Travail demandé ::
Recopiez à l'identique, dans la chronique ci-dessous sur la suppression des vols intérieurs courts, tout le passage qui s'étend de « Le décret qui » jusqu'à « internationaux. Une relégation. ».

___ Texte source

Tous les matins après le journal de 8h30, Emmanuelle Ducros dévoile aux auditeurs son «Voyage en absurdie», du lundi au jeudi.
Le décret qui interdit des lignes aériennes quand il existe une alternative de moins de 2h30 en train a été publié au journal officiel hier. Cette mesure était issue de la Convention citoyenne.
Début 2020, la Convention citoyenne avait demandé une interdiction des vols intérieurs quand il existe une alternative ferroviaire de 4 heures. Tollé dans de nombreuses villes de France, qui y voyaient des obstacles pour rejoindre les aéroports parisiens et donc accéder aux vols internationaux. Une relégation.
Alors, le Gouvernement avait transigé : fin des vols intérieurs quand il existe une alternative en train de moins de 2h30. Interdiction officialisée hier. Le ministre des Transports Clément Beaune a salué “un symbole fort dans la politique de réduction des émissions des gaz à effet de serre”. Sans doute un peu survendu : ces lignes représentaient 0.3% des émissions de l’aviation commerciale française. Mais soit.
Pourquoi cela ne va rien changer concrètement ?
Là aussi, la révolution est un peu survendue. Concrètement, la mesure concerne trois lignes en France, au départ de Lyon, Bordeaux et Nantes, et à destination d’Orly. Il y a un moyen d’aller à Paris depuis ces villes en deux heures. Mais dans les faits, ces vols n’existent plus depuis la crise covid. Ça fait trois ans que les lignes sont fermées, elles n’ont jamais rouvert. C’était une des exigences de l’État pour renflouer Air France.
Air France qui était en fait bien content de s’en être débarrasser. La concurrence a déjà fait le job. Les TGV les avait dépouillées de leur clientèle, elles perdaient beaucoup d’argent.

______
___ Données fournies

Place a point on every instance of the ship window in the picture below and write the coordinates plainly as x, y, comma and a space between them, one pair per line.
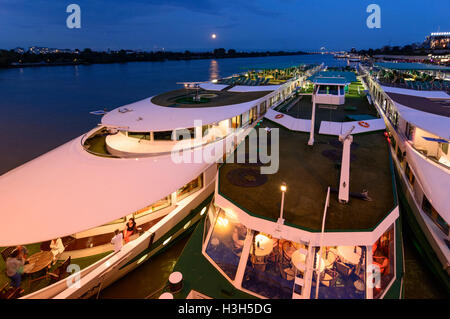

______

Réponse à fournir ::
Le décret qui interdit des lignes aériennes quand il existe une alternative de moins de 2h30 en train a été publié au journal officiel hier. Cette mesure était issue de la Convention citoyenne.
Début 2020, la Convention citoyenne avait demandé une interdiction des vols intérieurs quand il existe une alternative ferroviaire de 4 heures. Tollé dans de nombreuses villes de France, qui y voyaient des obstacles pour rejoindre les aéroports parisiens et donc accéder aux vols internationaux. Une relégation.